GIVEN INFORMATION START

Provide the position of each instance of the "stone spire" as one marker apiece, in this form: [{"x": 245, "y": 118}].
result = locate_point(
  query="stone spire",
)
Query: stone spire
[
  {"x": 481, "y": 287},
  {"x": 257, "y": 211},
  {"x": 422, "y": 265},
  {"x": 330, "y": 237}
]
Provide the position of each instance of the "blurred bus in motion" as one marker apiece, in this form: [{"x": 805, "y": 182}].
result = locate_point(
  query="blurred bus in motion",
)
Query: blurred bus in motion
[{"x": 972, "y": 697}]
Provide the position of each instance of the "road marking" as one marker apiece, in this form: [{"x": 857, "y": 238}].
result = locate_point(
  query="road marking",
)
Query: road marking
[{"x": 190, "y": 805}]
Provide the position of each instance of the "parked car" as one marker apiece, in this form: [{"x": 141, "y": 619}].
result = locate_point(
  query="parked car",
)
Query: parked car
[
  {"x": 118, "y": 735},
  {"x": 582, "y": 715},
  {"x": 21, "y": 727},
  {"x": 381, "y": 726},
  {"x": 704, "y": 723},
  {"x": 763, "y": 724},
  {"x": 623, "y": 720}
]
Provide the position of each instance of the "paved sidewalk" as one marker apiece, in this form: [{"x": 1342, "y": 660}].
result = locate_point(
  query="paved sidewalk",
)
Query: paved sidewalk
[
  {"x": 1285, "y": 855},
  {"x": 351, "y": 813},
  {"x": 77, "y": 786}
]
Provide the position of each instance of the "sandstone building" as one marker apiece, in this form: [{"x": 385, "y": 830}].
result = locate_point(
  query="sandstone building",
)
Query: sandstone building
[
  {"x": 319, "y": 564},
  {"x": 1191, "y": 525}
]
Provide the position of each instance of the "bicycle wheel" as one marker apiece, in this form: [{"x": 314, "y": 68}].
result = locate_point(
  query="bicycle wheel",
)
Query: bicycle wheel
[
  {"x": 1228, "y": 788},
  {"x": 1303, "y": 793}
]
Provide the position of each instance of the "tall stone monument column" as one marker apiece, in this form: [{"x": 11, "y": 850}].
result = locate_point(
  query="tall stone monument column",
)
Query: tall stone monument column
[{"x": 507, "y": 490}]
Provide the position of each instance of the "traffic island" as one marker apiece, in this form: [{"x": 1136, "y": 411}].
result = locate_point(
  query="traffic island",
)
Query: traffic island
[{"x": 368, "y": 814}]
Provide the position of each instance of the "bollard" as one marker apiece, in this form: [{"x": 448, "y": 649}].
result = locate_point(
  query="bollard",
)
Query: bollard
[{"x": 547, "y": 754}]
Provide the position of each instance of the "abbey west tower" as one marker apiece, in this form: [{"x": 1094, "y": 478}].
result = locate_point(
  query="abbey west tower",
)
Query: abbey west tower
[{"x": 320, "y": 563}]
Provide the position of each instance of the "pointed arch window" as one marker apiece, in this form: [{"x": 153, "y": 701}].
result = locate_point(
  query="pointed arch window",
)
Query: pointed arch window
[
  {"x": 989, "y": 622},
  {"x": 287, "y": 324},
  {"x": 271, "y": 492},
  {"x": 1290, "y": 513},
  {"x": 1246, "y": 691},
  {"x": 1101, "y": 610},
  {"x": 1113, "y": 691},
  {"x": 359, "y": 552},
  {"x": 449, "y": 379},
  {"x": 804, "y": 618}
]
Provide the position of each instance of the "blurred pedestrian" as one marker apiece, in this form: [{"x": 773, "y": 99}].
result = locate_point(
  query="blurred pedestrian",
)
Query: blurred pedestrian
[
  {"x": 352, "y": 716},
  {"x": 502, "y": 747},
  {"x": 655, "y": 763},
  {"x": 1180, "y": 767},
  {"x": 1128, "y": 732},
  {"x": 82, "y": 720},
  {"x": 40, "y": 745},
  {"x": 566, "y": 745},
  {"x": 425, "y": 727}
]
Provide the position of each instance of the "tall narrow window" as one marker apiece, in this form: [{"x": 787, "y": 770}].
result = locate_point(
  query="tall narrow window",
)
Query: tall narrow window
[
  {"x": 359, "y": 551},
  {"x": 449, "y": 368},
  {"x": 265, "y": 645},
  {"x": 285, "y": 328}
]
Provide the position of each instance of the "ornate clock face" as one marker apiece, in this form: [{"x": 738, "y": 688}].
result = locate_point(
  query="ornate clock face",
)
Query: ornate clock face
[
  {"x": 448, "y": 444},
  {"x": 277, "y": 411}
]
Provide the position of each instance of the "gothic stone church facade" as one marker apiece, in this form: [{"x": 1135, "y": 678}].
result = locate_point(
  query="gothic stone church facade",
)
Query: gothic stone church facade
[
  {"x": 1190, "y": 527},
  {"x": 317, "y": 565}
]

GIVEN INFORMATION END

* [TASK INSTRUCTIONS] Output all of the data exactly.

* [SOLUTION TO THE EXERCISE]
Provide the position of each instance of the "stone spire" as one marker apiece, in this form: [{"x": 245, "y": 118}].
result = locate_point(
  query="stone spire",
)
Query: stone spire
[
  {"x": 481, "y": 287},
  {"x": 257, "y": 211},
  {"x": 422, "y": 265},
  {"x": 330, "y": 237}
]
Provide the position of each instance of the "blurred bus in motion" as one marker apiece, in this form: [{"x": 805, "y": 182}].
result = locate_point(
  query="blurred bus in motion",
)
Query: blurred bus in motion
[{"x": 972, "y": 697}]
Provide the position of each instance of the "road marking" as one marker apiece, in this form: [{"x": 857, "y": 238}].
result = locate_point(
  query="road marking",
)
Query: road marking
[{"x": 190, "y": 805}]
Provide the position of each instance of the "parked car" as one marker apiece, in this form: [{"x": 141, "y": 619}].
result = locate_point(
  query="parked car",
)
Query: parked car
[
  {"x": 118, "y": 735},
  {"x": 582, "y": 715},
  {"x": 21, "y": 727},
  {"x": 381, "y": 726},
  {"x": 704, "y": 723},
  {"x": 763, "y": 724},
  {"x": 623, "y": 720}
]
Provide the position of each instance of the "paved sidewalk" as one marker apiece, in this form: [{"x": 1342, "y": 660}].
result = locate_point(
  query="paved sidewalk",
)
Query: paved sidewalk
[
  {"x": 1285, "y": 855},
  {"x": 351, "y": 813},
  {"x": 77, "y": 786}
]
Provide the position of each instance of the "sandstone building" as one marker apiece, in this form: [{"x": 385, "y": 830}].
result = locate_point(
  query="sandstone building",
)
Query: sandstone building
[
  {"x": 319, "y": 564},
  {"x": 1191, "y": 525}
]
Provide the position of each instance of the "bicycle wheel" as one marker apiece, in this form: [{"x": 314, "y": 68}].
result = locate_point(
  query="bicycle wheel",
)
Query: bicycle wheel
[
  {"x": 1228, "y": 788},
  {"x": 1303, "y": 793}
]
Provide the position of each instance of the "tall stone monument column" as one marker apiece, in this form: [{"x": 11, "y": 850}].
result = locate_point(
  query="tall stone monument column",
)
Query: tall stone monument column
[{"x": 507, "y": 490}]
Provide the position of each instance of the "traffic island" as one marker apiece, in this form: [{"x": 1136, "y": 411}].
result = locate_point(
  query="traffic island",
)
Query: traffic island
[{"x": 368, "y": 814}]
Provide the position of each instance of the "bollard" as one marker apiece, in this form: [{"x": 448, "y": 649}].
result = locate_point(
  query="bollard",
)
Query: bollard
[{"x": 547, "y": 754}]
Provide the position of each instance of the "abbey west tower" as one marker apiece, in this form: [{"x": 1094, "y": 478}].
result = locate_point(
  query="abbey west tower",
)
Query: abbey west tower
[{"x": 320, "y": 563}]
Provide the position of each instance of the "pointed arch window" as one marker apiece, in this form: [{"x": 153, "y": 701}].
result = locate_point(
  query="pointed arch window",
)
Query: pointed arch window
[
  {"x": 989, "y": 622},
  {"x": 287, "y": 324},
  {"x": 271, "y": 492},
  {"x": 1290, "y": 513},
  {"x": 1246, "y": 691},
  {"x": 1101, "y": 610},
  {"x": 1113, "y": 691},
  {"x": 359, "y": 552},
  {"x": 449, "y": 379},
  {"x": 804, "y": 618}
]
Provide the position of each instance of the "blurred pedestrian" as one marker apiece, in this form: [{"x": 773, "y": 99}].
result = locate_point(
  query="blurred pedestrian",
)
Query: blurred pedestrian
[
  {"x": 352, "y": 716},
  {"x": 502, "y": 747},
  {"x": 655, "y": 763},
  {"x": 1180, "y": 767},
  {"x": 1128, "y": 732},
  {"x": 82, "y": 720},
  {"x": 40, "y": 745},
  {"x": 566, "y": 745},
  {"x": 425, "y": 727}
]
Provide the position of each instance of the "tall narrow window" as one marker apiece, in this form: [{"x": 787, "y": 770}].
result = locate_point(
  query="tall narrow window",
)
Query: tall narrow window
[
  {"x": 359, "y": 551},
  {"x": 449, "y": 368},
  {"x": 265, "y": 645},
  {"x": 285, "y": 328}
]
Provide the position of each instance of the "ornate clock face" as one marker apiece, in this form: [{"x": 738, "y": 688}].
result = locate_point(
  query="ornate clock face",
)
Query: ornate clock face
[
  {"x": 448, "y": 444},
  {"x": 277, "y": 411}
]
Provide the position of each instance of the "gothic stone church facade" as one marker apiece, in this form: [{"x": 1135, "y": 678}].
result = locate_point(
  query="gothic stone church facade",
)
Query: gothic stone church facade
[
  {"x": 1190, "y": 527},
  {"x": 317, "y": 565}
]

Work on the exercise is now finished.